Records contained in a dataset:
•••

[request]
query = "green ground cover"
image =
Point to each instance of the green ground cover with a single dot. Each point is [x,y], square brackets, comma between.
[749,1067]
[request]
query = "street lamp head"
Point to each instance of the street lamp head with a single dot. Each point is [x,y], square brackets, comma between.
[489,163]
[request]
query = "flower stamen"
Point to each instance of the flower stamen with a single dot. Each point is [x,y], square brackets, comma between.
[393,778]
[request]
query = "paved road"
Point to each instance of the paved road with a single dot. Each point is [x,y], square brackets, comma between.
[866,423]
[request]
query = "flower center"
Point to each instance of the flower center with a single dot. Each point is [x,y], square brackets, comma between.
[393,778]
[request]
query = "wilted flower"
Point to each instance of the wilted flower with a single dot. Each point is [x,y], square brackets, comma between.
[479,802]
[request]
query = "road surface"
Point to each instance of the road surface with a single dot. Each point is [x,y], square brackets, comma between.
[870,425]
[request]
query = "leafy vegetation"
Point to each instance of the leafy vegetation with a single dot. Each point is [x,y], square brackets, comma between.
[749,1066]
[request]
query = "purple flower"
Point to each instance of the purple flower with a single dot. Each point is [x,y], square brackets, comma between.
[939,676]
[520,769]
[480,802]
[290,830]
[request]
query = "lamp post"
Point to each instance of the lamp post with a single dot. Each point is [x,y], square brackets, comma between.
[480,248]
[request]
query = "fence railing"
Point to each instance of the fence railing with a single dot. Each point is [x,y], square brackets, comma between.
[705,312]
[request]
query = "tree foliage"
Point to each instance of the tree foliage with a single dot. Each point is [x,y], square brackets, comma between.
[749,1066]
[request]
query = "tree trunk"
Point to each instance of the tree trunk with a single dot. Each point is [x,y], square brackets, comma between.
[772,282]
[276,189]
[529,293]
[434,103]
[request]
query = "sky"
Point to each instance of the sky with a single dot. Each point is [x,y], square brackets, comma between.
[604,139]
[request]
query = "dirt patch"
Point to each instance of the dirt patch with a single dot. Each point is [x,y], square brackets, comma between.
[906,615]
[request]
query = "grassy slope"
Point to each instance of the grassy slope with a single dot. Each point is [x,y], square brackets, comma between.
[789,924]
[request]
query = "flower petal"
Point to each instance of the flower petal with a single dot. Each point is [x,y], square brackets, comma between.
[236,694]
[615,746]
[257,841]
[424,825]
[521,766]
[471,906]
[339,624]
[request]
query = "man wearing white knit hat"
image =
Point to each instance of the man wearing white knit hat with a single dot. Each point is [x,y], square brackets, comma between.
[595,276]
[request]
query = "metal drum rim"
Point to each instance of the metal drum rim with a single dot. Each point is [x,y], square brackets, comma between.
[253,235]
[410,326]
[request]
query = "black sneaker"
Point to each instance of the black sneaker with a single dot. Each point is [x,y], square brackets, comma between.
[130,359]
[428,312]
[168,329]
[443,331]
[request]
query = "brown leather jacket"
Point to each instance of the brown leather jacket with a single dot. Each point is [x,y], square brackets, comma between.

•••

* [SHORT EXERCISE]: Generate an exact reproduction of all entries.

* [EXPECTED ANSWER]:
[request]
query = "green ground cover"
image =
Point to each instance of the green ground cover with a single dot. Each point is [x,y], square brackets, comma between.
[749,1067]
[request]
query = "street lamp head"
Point to each instance of the street lamp head with a single dot. Each point is [x,y], square brackets, comma between.
[489,163]
[request]
query = "flower stamen"
Point to each instance of the flower stamen with a single dot. Each point is [x,y], square brackets, comma between.
[393,778]
[request]
query = "paved road"
Point to each instance of the paved road with a single dot. Each point is [x,y], square brackets, comma between.
[866,423]
[request]
query = "flower center"
Point to each instance of the flower center with a single dot. Each point is [x,y], square brackets, comma between.
[393,778]
[request]
query = "wilted flower"
Point to each instance of the wilted flower with a single dot. Each point is [x,y], square brackets, comma between.
[479,802]
[request]
query = "road surface"
Point to each instance of the road surface with a single dot. Each point is [x,y], square brackets, comma between.
[870,425]
[request]
query = "leafy vegetation"
Point to each instance of the leafy vegetation with a single dot. Each point is [x,y], square brackets, comma between.
[749,1066]
[request]
query = "purple flower"
Point to each instance of the purple flower with a single dot. Each point is [x,y], square brackets, comma between.
[939,676]
[520,769]
[480,802]
[290,830]
[request]
query = "lamp post"
Point to each instance of the lamp post with a single dot. Each point is [x,y], square brackets, comma between.
[480,248]
[request]
query = "fence railing"
Point to each instance of the fence railing with a single dot. Each point is [x,y], square brackets, comma between.
[705,312]
[request]
query = "tree foliage"
Point to each instance of the tree foliage with a single dot. Each point is [x,y], square brackets, comma between.
[749,1066]
[request]
query = "tree trunk"
Point to each instance of the tree trunk with a single dot. Each point is [x,y], square brackets, comma between.
[772,282]
[276,189]
[529,293]
[434,103]
[request]
query = "sky"
Point to each instance of the sky with a single dot. Each point is [x,y], square brackets, comma between.
[604,139]
[request]
query = "dirt patch"
Point to each instance of the dirt patch with a single dot. Each point is [x,y], square brackets, comma between.
[906,615]
[request]
query = "grassy slope"
Point to each instance of the grassy slope with a single dot. Each point is [x,y], square brackets, comma between.
[789,924]
[request]
query = "flower petal"
Point to each instance of the flower petal with a single dot. Each point is [x,y], square brackets, comma between.
[236,694]
[615,746]
[257,841]
[424,825]
[521,766]
[471,906]
[339,624]
[request]
query = "man wearing white knit hat"
image =
Point to each instance of the man wearing white knit hat with a single dot. Each point is [x,y], square brackets, comma between.
[595,276]
[request]
query = "metal drum rim"
Point to each instance of the metal drum rim with a single dot. Each point is [x,y], square brackets, comma between.
[253,235]
[410,326]
[request]
query = "black sneaker"
Point to each instance of the black sneaker with a single dot. Each point is [x,y], square brackets, comma between.
[130,359]
[428,312]
[168,329]
[443,331]
[request]
query = "brown leather jacket"
Point to each instance of the brown leather jacket with a single dot. Each point is [x,y], square brackets, comma between.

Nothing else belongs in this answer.